(Direction):
Can you turn the records starting with the line containing "The client would like the bounding box for the smoke plume" and going on through the line containing "[890,797,980,1067]" into a two-column CSV with the headers label_query and boxes? Use one row per record, put each field in quotes, and replace line breaks with spaces.

(Records for the exercise):

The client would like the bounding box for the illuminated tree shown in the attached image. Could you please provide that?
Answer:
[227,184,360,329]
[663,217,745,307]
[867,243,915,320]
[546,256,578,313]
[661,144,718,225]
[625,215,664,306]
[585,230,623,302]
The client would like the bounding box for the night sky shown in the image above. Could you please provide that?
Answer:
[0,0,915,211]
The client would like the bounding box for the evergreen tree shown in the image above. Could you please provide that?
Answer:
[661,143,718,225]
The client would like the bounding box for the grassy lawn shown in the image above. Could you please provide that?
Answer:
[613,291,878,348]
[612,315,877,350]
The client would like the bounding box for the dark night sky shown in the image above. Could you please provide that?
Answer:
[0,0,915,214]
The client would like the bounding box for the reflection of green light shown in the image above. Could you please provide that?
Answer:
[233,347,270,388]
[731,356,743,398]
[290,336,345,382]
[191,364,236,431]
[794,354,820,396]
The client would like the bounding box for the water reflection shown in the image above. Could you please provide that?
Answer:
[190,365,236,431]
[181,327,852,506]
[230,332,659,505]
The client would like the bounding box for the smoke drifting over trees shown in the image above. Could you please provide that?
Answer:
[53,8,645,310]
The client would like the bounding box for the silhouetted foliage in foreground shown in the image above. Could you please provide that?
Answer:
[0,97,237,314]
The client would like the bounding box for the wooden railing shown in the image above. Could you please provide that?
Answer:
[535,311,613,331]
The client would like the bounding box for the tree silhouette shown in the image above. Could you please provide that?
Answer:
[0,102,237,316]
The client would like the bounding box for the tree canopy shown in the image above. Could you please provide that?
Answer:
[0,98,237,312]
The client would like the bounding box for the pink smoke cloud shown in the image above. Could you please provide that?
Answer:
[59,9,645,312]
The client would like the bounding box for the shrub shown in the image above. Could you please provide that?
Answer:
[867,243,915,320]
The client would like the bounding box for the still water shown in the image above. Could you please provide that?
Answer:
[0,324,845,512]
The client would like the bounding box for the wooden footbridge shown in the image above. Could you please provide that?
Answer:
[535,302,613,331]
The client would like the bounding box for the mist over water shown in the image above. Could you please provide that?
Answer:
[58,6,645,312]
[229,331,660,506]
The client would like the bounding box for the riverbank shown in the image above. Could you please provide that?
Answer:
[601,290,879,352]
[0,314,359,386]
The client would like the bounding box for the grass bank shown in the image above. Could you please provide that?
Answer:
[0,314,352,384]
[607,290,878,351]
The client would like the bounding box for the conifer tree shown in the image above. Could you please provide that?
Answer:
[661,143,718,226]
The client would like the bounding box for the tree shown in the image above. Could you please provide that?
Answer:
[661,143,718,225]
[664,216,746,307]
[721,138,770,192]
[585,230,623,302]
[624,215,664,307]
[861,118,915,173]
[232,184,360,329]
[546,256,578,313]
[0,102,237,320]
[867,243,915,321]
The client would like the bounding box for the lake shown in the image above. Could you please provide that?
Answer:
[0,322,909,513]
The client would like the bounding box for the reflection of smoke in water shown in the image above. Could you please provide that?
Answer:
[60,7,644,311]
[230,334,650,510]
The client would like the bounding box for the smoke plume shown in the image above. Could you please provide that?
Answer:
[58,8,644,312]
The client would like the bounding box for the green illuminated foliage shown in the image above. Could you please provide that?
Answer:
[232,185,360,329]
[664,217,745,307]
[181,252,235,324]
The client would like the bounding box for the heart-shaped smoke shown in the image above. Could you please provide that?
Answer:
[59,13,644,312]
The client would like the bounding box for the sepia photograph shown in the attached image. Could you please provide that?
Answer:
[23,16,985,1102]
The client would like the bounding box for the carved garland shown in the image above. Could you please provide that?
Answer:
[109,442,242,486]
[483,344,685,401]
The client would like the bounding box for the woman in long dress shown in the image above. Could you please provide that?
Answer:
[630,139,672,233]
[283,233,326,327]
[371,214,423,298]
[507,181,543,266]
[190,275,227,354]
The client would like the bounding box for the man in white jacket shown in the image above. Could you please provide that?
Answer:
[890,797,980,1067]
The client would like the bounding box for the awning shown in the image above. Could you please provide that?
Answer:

(Exercise output):
label_query,boxes
"The client would like the bounding box for the smoke plume shown in the image above. Could you please provide that? Answer:","[58,8,644,312]"
"The client would like the bounding box for the green illuminated foliage shown in the image above. Could you please provide that? Answer:","[232,185,360,329] [664,217,745,307] [181,252,235,324]"
"The client would like the bounding box for the heart-shaped smoke shown in the image above. Could you please provide that? Answer:","[59,13,644,312]"
"The client would like the bounding box for the sepia photograph shown in the attached image. Could you please provide that? Answer:","[23,16,985,1102]"
"The client would like the bounding box for the carved garland shown in the image above. Could you please provide that? Answer:","[109,442,242,486] [483,344,685,401]"
"The client would like the bounding box for the woman in long dress shown in the image above. Could you please provide that? Answer:","[630,139,672,233] [283,233,326,327] [371,214,423,298] [507,181,543,266] [190,275,227,354]"
"The client would like the bounding box for the man in white jacket shown in the image above. Could you please provide that? Answer:","[890,797,980,1067]"